→ Problem to work on: Turn the data below into a numbered list, starting at the line that contains "Q: Mark a point on every instance of the town" and running through the end of the data, with both ends included. Skip any blank lines.

- - - -

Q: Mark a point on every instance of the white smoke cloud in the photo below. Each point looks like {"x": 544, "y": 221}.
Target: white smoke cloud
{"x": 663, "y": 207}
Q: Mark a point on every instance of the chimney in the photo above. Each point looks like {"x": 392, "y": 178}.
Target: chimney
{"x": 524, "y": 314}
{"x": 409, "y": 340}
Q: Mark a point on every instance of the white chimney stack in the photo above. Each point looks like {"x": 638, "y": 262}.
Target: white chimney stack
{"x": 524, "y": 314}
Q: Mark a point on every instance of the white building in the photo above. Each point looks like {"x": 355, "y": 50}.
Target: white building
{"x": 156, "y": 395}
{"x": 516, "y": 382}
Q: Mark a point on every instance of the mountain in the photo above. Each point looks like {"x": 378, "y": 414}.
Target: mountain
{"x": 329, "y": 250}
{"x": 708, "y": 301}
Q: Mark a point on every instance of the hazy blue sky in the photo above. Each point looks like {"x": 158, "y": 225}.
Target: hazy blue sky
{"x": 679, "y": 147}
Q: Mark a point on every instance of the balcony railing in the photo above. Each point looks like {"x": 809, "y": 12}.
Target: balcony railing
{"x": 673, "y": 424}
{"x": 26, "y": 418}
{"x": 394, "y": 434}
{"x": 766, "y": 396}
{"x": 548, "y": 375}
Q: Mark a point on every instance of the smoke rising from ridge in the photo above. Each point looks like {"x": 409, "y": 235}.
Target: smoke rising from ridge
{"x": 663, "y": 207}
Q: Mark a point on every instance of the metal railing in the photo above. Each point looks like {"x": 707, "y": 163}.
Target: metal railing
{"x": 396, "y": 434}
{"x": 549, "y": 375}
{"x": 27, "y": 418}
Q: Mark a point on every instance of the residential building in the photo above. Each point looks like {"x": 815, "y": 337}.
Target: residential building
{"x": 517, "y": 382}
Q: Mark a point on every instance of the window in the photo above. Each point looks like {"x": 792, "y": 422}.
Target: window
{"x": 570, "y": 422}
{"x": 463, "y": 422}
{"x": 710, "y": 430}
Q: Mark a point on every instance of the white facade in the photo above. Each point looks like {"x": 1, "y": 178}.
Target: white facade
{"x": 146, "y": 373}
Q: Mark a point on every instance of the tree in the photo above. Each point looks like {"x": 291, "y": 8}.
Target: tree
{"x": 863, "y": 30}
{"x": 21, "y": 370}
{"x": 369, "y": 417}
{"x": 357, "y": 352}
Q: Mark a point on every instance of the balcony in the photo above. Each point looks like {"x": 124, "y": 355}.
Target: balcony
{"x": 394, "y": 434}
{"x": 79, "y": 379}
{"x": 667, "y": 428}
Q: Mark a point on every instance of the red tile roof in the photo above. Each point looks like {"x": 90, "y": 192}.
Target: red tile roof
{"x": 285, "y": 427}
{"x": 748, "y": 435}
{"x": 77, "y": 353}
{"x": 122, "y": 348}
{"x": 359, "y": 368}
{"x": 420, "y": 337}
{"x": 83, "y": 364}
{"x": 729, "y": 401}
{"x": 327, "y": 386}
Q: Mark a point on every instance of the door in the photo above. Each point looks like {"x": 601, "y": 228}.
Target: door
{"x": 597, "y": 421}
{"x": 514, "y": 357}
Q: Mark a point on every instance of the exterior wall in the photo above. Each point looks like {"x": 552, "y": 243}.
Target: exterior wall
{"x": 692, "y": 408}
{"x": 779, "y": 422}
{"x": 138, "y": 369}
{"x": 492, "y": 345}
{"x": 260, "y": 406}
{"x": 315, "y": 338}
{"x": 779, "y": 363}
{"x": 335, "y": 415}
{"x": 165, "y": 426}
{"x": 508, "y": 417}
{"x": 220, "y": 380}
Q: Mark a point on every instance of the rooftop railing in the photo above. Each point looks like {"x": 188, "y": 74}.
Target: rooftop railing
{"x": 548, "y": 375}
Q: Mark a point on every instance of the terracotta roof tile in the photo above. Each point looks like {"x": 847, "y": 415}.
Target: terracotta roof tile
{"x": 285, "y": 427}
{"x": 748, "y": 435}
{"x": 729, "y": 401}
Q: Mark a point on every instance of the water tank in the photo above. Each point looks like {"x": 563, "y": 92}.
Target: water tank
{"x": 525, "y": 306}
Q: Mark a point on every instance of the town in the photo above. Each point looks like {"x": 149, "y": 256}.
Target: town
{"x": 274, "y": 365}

- - - -

→ Exercise response:
1. Q: Mark a point on every instance of the town in the photo above. Each point looks like {"x": 149, "y": 256}.
2. Target: town
3. {"x": 274, "y": 365}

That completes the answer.